---------- Data provided ----------
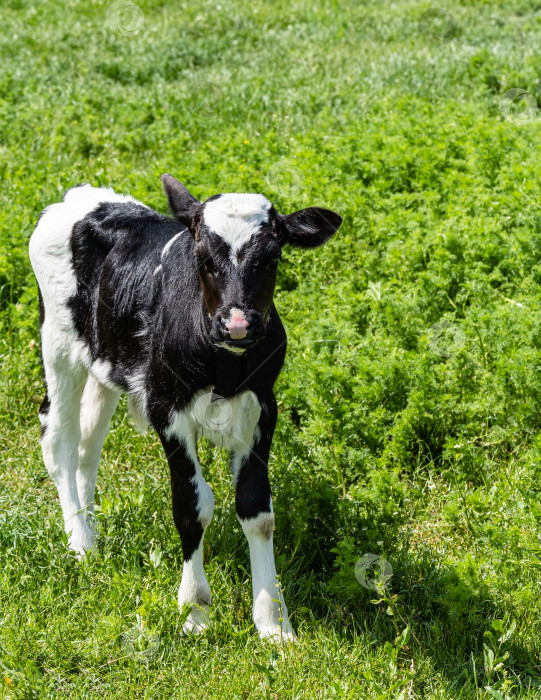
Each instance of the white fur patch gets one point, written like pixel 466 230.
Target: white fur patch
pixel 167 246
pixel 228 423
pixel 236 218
----------
---------- Data provided ----------
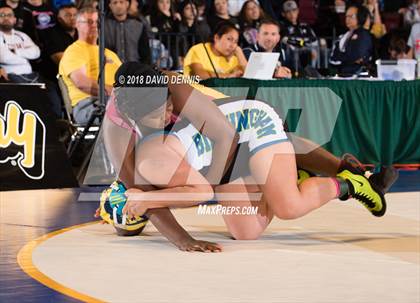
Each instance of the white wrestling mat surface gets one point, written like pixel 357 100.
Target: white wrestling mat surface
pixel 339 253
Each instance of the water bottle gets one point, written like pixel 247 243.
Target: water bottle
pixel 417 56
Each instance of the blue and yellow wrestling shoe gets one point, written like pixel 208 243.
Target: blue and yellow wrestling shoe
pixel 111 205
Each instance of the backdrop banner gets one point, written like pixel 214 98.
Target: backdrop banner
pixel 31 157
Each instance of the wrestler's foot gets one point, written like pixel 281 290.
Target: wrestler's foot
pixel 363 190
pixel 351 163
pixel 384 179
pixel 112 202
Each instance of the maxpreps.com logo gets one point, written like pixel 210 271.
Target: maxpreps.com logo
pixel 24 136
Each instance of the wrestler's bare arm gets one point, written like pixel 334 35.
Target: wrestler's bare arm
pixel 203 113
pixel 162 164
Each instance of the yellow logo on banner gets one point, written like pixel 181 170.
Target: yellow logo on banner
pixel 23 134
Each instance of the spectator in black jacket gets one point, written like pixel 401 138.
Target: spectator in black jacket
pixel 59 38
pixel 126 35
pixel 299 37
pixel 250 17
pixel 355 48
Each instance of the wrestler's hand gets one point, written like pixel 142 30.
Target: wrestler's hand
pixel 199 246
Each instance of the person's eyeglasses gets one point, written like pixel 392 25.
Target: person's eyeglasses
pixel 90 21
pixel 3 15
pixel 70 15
----------
---------- Data provided ----------
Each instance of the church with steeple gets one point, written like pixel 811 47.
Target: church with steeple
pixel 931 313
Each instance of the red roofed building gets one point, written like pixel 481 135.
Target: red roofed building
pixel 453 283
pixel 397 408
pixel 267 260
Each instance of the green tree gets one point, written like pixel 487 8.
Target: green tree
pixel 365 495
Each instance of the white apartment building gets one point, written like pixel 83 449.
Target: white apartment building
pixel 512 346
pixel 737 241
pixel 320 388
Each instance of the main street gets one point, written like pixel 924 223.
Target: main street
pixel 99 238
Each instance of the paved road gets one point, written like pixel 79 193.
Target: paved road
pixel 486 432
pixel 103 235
----------
- [Description of the task] Update the lines starting at the one containing "Each instance of the church" and ending at the one containing "pixel 103 235" so that "green tree" becomes "oak tree" and nothing else changes. Return only those lines.

- [Written response]
Each instance of the church with steeple gets one point, written like pixel 811 47.
Target: church with steeple
pixel 931 313
Each instance of the red roofed building gets one point, written like pixel 481 135.
Target: red roofed building
pixel 453 283
pixel 397 408
pixel 267 260
Each instance of the oak tree gets one point, written like pixel 487 8.
Target: oak tree
pixel 365 495
Each instance of the white apartment building gets one point, written like pixel 83 449.
Target: white apartment building
pixel 512 346
pixel 737 241
pixel 320 388
Each instance of the main street gets one point, written like pixel 924 223.
Target: main street
pixel 99 238
Each instance of the paved road gets one point, written like pixel 79 193.
Target: paved road
pixel 486 432
pixel 103 235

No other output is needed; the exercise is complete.